Can you format all the entries below as a Markdown table with two columns, Row for the line number and Line for its text, with blank lines left out and no pictures in the answer?
───── PROVIDED RECORDS ─────
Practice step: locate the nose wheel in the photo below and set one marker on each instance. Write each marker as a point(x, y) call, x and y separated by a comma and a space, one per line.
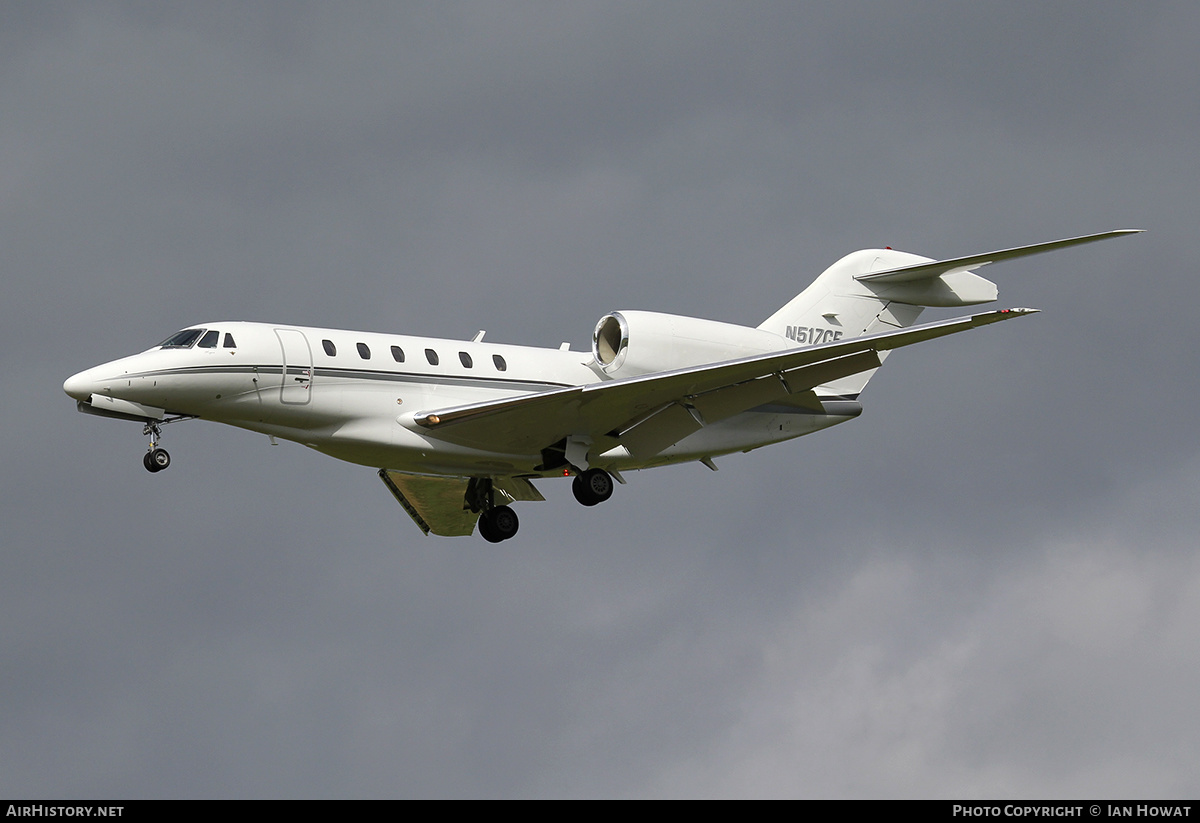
point(155, 460)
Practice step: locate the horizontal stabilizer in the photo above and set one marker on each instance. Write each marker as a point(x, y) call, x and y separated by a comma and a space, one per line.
point(939, 268)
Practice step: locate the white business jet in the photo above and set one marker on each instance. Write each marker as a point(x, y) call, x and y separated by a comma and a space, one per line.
point(459, 428)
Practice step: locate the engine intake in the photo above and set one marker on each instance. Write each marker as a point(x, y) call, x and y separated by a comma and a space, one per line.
point(629, 343)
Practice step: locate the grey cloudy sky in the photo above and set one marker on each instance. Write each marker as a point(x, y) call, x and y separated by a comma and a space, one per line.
point(988, 586)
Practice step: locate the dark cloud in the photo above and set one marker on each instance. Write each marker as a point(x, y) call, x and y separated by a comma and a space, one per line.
point(983, 587)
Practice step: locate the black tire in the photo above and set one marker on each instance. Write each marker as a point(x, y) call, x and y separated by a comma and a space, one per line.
point(592, 487)
point(486, 530)
point(504, 522)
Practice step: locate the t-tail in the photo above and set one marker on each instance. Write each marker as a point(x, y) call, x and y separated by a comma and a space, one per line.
point(881, 289)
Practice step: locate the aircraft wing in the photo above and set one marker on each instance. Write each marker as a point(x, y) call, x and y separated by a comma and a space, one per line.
point(437, 503)
point(939, 268)
point(528, 424)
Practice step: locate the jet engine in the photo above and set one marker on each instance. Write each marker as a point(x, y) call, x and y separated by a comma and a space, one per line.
point(630, 343)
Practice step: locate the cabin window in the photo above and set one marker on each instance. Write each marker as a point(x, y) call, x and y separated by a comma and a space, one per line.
point(181, 340)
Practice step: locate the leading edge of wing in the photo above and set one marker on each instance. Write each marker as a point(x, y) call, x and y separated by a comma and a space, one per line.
point(529, 422)
point(937, 268)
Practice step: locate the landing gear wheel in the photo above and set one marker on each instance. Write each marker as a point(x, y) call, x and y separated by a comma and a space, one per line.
point(156, 460)
point(592, 487)
point(499, 523)
point(486, 530)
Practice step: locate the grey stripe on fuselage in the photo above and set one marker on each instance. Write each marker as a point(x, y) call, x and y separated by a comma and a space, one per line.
point(367, 374)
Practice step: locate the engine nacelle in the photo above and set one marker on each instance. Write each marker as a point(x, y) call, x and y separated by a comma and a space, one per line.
point(629, 343)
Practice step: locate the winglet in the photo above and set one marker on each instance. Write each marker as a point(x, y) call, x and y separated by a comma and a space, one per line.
point(937, 268)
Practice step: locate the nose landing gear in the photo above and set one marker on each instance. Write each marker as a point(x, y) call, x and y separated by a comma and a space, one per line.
point(155, 460)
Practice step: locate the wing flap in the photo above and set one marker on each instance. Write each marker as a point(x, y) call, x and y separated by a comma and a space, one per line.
point(436, 504)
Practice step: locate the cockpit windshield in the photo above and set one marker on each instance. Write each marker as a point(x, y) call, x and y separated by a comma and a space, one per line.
point(181, 340)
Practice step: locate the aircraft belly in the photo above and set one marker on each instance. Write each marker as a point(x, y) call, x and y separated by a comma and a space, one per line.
point(742, 432)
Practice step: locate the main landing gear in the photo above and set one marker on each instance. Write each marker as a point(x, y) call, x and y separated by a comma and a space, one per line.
point(592, 487)
point(496, 523)
point(155, 460)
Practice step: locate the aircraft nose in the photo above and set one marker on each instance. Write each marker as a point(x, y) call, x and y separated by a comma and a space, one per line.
point(81, 386)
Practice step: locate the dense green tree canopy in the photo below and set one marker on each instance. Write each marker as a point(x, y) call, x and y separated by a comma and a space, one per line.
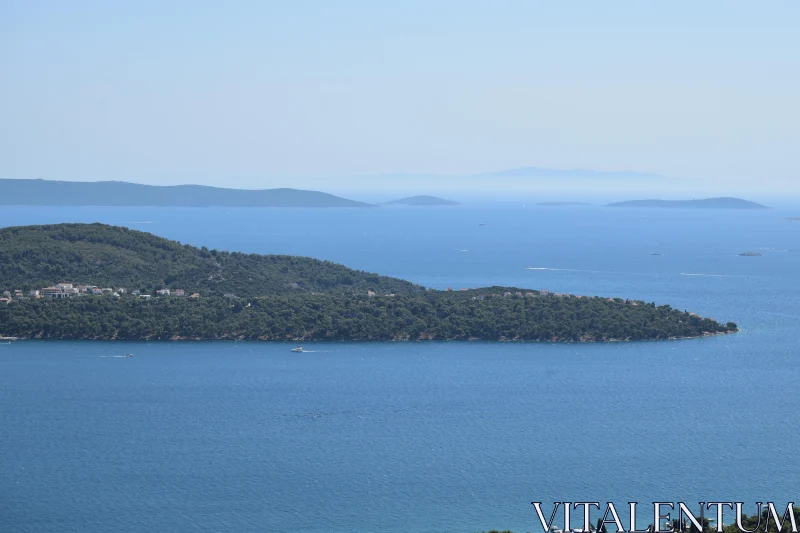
point(32, 257)
point(285, 298)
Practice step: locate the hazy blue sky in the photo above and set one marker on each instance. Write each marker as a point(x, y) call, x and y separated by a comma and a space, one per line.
point(252, 93)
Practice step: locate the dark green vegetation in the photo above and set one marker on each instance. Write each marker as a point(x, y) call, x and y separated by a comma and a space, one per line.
point(284, 297)
point(32, 257)
point(707, 203)
point(118, 193)
point(422, 200)
point(429, 315)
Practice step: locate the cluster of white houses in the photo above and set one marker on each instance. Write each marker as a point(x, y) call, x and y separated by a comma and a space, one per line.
point(68, 290)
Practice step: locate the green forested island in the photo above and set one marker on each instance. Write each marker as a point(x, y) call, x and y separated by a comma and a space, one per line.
point(274, 297)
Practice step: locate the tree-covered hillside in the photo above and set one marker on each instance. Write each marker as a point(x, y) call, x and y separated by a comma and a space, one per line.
point(429, 315)
point(32, 257)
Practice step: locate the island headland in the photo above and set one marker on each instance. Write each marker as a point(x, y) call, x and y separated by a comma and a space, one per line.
point(95, 281)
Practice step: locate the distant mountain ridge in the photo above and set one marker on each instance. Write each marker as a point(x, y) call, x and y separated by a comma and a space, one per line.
point(121, 193)
point(578, 173)
point(705, 203)
point(421, 200)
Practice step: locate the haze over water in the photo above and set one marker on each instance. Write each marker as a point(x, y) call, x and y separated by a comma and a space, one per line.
point(423, 437)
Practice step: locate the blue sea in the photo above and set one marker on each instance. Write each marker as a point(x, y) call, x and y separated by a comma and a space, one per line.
point(421, 437)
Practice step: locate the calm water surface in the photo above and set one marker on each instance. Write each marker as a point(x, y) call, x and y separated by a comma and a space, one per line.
point(420, 437)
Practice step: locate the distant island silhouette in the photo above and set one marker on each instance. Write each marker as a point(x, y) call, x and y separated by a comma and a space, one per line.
point(119, 193)
point(421, 200)
point(562, 204)
point(706, 203)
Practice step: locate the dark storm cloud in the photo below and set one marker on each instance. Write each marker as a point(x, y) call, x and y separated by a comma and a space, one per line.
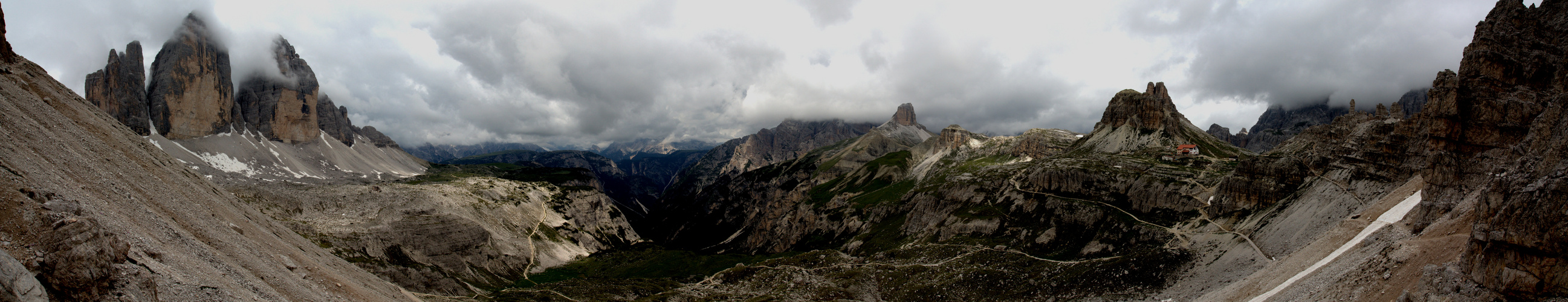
point(960, 82)
point(40, 32)
point(1297, 52)
point(614, 82)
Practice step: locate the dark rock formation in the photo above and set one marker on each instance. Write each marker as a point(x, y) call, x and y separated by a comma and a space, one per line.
point(1413, 101)
point(634, 194)
point(7, 55)
point(1498, 132)
point(952, 137)
point(120, 88)
point(1278, 124)
point(647, 147)
point(1042, 143)
point(334, 121)
point(905, 115)
point(18, 284)
point(189, 240)
point(192, 91)
point(80, 257)
point(789, 140)
point(283, 109)
point(1150, 110)
point(1147, 123)
point(1239, 140)
point(661, 168)
point(375, 137)
point(444, 152)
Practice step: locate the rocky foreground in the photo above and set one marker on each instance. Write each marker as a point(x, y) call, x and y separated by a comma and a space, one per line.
point(1460, 201)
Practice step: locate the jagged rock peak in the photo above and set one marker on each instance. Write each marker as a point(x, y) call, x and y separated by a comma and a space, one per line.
point(283, 109)
point(1216, 129)
point(192, 93)
point(954, 137)
point(5, 46)
point(1496, 130)
point(1150, 110)
point(334, 121)
point(120, 88)
point(1147, 123)
point(905, 115)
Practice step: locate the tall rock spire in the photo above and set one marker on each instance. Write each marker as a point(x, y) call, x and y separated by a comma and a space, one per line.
point(283, 109)
point(192, 91)
point(120, 88)
point(1148, 123)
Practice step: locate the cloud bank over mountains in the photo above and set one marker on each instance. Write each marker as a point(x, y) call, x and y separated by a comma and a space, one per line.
point(590, 72)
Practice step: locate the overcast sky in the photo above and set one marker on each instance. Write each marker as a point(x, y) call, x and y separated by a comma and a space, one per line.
point(597, 71)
─────
> _RESULT OF THIS EXERCISE_:
| Row | Line |
|---|---|
| 1 | Practice step: locate the nose wheel in the photo below and set one marker on each instance. Write each marker as a point(x, y) call, x and y separated by a comma and a space, one per line. |
| 2 | point(155, 460) |
| 3 | Practice step: locate the horizontal stabilizer in the photo above and set one marker on each instance. Write each marker as a point(x, y) call, x and y separated by a comma and a space, one per line. |
| 4 | point(939, 268) |
| 5 | Practice step: locate the white business jet in the photo above and set one marker on each instance. Write each marker as a point(x, y) call, x and y separated by a comma and a space, one per line. |
| 6 | point(459, 428) |
| 7 | Practice step: locate the engine intake in the photo above and set one marker on each instance. Write each marker as a point(x, y) call, x and y separated by a comma and a space, one per line. |
| 8 | point(629, 343) |
| 9 | Practice step: locate the grey cloudy sky in the photo above and set one marker on each instance. Write each marker as a point(x, y) call, x and y separated by a comma and a space, one per line. |
| 10 | point(988, 586) |
| 11 | Practice step: locate the dark cloud in the photo above and set one marker on each instance. Write each marker as a point(x, y) call, x and y separated by a comma and a space, one per line. |
| 12 | point(983, 587) |
| 13 | Practice step: locate the black tire in the photo above and set one marker on each instance. Write each marker as a point(x, y) call, x and y separated by a comma and a space, one per line. |
| 14 | point(592, 487) |
| 15 | point(486, 530) |
| 16 | point(504, 522) |
| 17 | Practice step: locate the t-tail in the photo above and set one marker on each instance. Write each marker as a point(x, y) call, x and y separated by a comma and a space, one per line. |
| 18 | point(881, 289) |
| 19 | Practice step: locate the aircraft wing in the photo above and set one marker on each instance. Write each marker as a point(x, y) call, x and y separated by a comma and a space, one per line. |
| 20 | point(437, 503) |
| 21 | point(939, 268) |
| 22 | point(528, 424) |
| 23 | Practice step: locate the jet engine in the photo above and set one marker on each instance. Write each marker as a point(x, y) call, x and y separated by a comma and a space, one per line. |
| 24 | point(630, 343) |
| 25 | Practice step: locate the cabin window in the photo above and set one marker on each instance. Write each marker as a point(x, y) call, x and y separated by a comma and a space, one per line. |
| 26 | point(181, 340) |
| 27 | Practice step: locate the leading edge of wing in the photo above and set one marker on each instance. Write each marker as a point(x, y) call, x and y separated by a comma and a space, one per line. |
| 28 | point(529, 422) |
| 29 | point(937, 268) |
| 30 | Practice step: locate the landing gear wheel in the photo above and set one marker on each instance. Write each marker as a point(x, y) call, x and y separated by a comma and a space, one per line. |
| 31 | point(156, 460) |
| 32 | point(592, 487) |
| 33 | point(499, 523) |
| 34 | point(486, 530) |
| 35 | Practice step: locate the grey stripe on fuselage in the photo above and set one marker on each instance. Write each marker as a point(x, y) call, x and y separated by a comma and a space, one per line. |
| 36 | point(367, 374) |
| 37 | Practice step: locate the engine nacelle in the photo above and set one marker on each instance. Write each marker as a point(x, y) call, x and y separated by a comma and a space, one per line. |
| 38 | point(629, 343) |
| 39 | Practice step: locate the winglet in the photo above and set one marker on each instance. Write each marker as a point(x, y) call, x and y separated by a comma and a space, one per line. |
| 40 | point(937, 268) |
| 41 | Practice step: locate the nose landing gear in the photo above and set one marker on each instance. Write each marker as a point(x, y) call, x and y separated by a comma and a space, one per line. |
| 42 | point(155, 460) |
| 43 | Practice step: locate the wing flap in the photo above and set one marker on each instance. Write each marker as a point(x, y) call, x and y separated by a comma and a space, one per line. |
| 44 | point(436, 504) |
| 45 | Practice step: locate the cockpit windshield in the photo above and set one marker on each instance. Write each marker as a point(x, y) call, x and y separated by a comma and a space, one per line. |
| 46 | point(181, 340) |
| 47 | Practice step: locate the aircraft belly in the photo above and set one marker on each instance. Write each marker as a point(x, y) call, x and y separated by a comma and a space, one per line. |
| 48 | point(742, 432) |
| 49 | Practice step: locate the main landing gear in the photo above and set one marker on each instance. Write each marker as a point(x, y) call, x and y separated by a comma and a space, one per line. |
| 50 | point(592, 487) |
| 51 | point(496, 523) |
| 52 | point(155, 460) |
| 53 | Practice step: locate the aircraft nose in the photo above and set one marker on each instance. Write each marker as a point(x, y) call, x and y separated by a comma and a space, one per line. |
| 54 | point(81, 386) |
| 55 | Practice step: locate the dense green tree canopy in the photo below and set one marker on each instance. Write each marker as a point(x, y) call, x and y separated by a comma and a space, one per line. |
| 56 | point(32, 257) |
| 57 | point(285, 298) |
| 58 | Practice step: locate the hazy blue sky in the photo above and set one marker on each instance. Write each marker as a point(x, y) call, x and y separated by a comma and a space, one per line. |
| 59 | point(252, 93) |
| 60 | Practice step: locate the dark green vegetation in the photo above and set one marker on each instance. Write each marker as a point(x, y) call, x and y separated by a comma and a space, one per line. |
| 61 | point(284, 297) |
| 62 | point(32, 257) |
| 63 | point(707, 203) |
| 64 | point(118, 193) |
| 65 | point(422, 200) |
| 66 | point(429, 315) |
| 67 | Practice step: locate the cluster of white houses in the photo above and set one marker on each instance. Write each marker as a point(x, y) call, x and y separated by a comma and a space, one per line. |
| 68 | point(68, 290) |
| 69 | Practice step: locate the green forested island in the photo above and set one marker on each instance. Write each marker as a point(x, y) call, x and y separated by a comma and a space, one per line. |
| 70 | point(274, 297) |
| 71 | Practice step: locate the tree-covered hillside in the photo above and set one marker on each instance. Write each marker as a point(x, y) call, x and y separated by a comma and a space, one per line. |
| 72 | point(429, 315) |
| 73 | point(32, 257) |
| 74 | Practice step: locate the island headland in the photo above and set one marker on each instance. Write each marker as a point(x, y) call, x and y separated by a comma and a space, one per line. |
| 75 | point(95, 281) |
| 76 | Practice step: locate the distant mountain ridge in the photo above and set one marker on each instance. Write each marker as a point(x, y) call, x and y separated by a comma and a space, one per line. |
| 77 | point(121, 193) |
| 78 | point(578, 173) |
| 79 | point(705, 203) |
| 80 | point(421, 200) |
| 81 | Practice step: locate the haze over water in the photo above and set one marker on each instance. Write each marker as a point(x, y) call, x and y separated by a comma and a space, one per line. |
| 82 | point(423, 437) |
| 83 | Practice step: locate the blue sea in the photo above and set one marker on each instance. Write each marker as a point(x, y) call, x and y separated by a comma and a space, one per line. |
| 84 | point(421, 437) |
| 85 | Practice step: locate the calm water surface in the photo above and set one marker on each instance. Write each marker as a point(x, y) call, x and y separated by a comma and a space, one per line. |
| 86 | point(420, 437) |
| 87 | Practice step: locate the distant island silhouette in the photo above and set one marker on each instance. Write each marker as a point(x, y) call, x and y separated by a comma and a space, one per line. |
| 88 | point(119, 193) |
| 89 | point(421, 200) |
| 90 | point(562, 204) |
| 91 | point(706, 203) |
| 92 | Practice step: locate the dark storm cloud in the photo below and set one marker on each instance. Write each marker as a point(x, y) call, x and y separated by a comma and a space, one per line. |
| 93 | point(960, 82) |
| 94 | point(40, 32) |
| 95 | point(1297, 52) |
| 96 | point(614, 82) |
| 97 | Practice step: locate the dark rock formation in the photo above and set one marker on each instance. Write each marker as a point(x, y) call, x and y separated by a comma and a space, one per line. |
| 98 | point(1413, 101) |
| 99 | point(634, 194) |
| 100 | point(7, 55) |
| 101 | point(1498, 132) |
| 102 | point(952, 137) |
| 103 | point(120, 88) |
| 104 | point(1278, 124) |
| 105 | point(647, 147) |
| 106 | point(1042, 143) |
| 107 | point(334, 121) |
| 108 | point(905, 115) |
| 109 | point(18, 284) |
| 110 | point(189, 240) |
| 111 | point(192, 91) |
| 112 | point(80, 257) |
| 113 | point(789, 140) |
| 114 | point(283, 109) |
| 115 | point(1150, 110) |
| 116 | point(1147, 123) |
| 117 | point(1239, 140) |
| 118 | point(661, 168) |
| 119 | point(375, 137) |
| 120 | point(444, 152) |
| 121 | Practice step: locate the rocky foreground in the photo above and set one marker on each instance. Write each marker as a point(x, y) call, x and y separated by a comma and a space, one per line. |
| 122 | point(1460, 201) |
| 123 | Practice step: locate the jagged rock peak in the photo above and set one marker on each instance. Write each marker as a point(x, y) call, x and y separated by a comma and a space, one per line. |
| 124 | point(283, 109) |
| 125 | point(1216, 129) |
| 126 | point(192, 93) |
| 127 | point(954, 137) |
| 128 | point(5, 46) |
| 129 | point(1496, 130) |
| 130 | point(1150, 110) |
| 131 | point(334, 121) |
| 132 | point(120, 88) |
| 133 | point(1147, 123) |
| 134 | point(905, 115) |
| 135 | Practice step: locate the tall rock spire in the photo above and set one marker on each instance. Write each marker as a point(x, y) call, x and y separated by a comma and a space, one per line. |
| 136 | point(283, 109) |
| 137 | point(192, 91) |
| 138 | point(120, 88) |
| 139 | point(1148, 123) |
| 140 | Practice step: locate the cloud bank over mountains in the photo above and set one marker on each instance. Write each marker as a point(x, y) call, x and y separated by a comma and a space, one per line. |
| 141 | point(590, 72) |
| 142 | Practice step: locate the overcast sky in the photo above and set one marker on each instance. Write each marker as a point(x, y) call, x and y separated by a comma and a space, one per line. |
| 143 | point(597, 71) |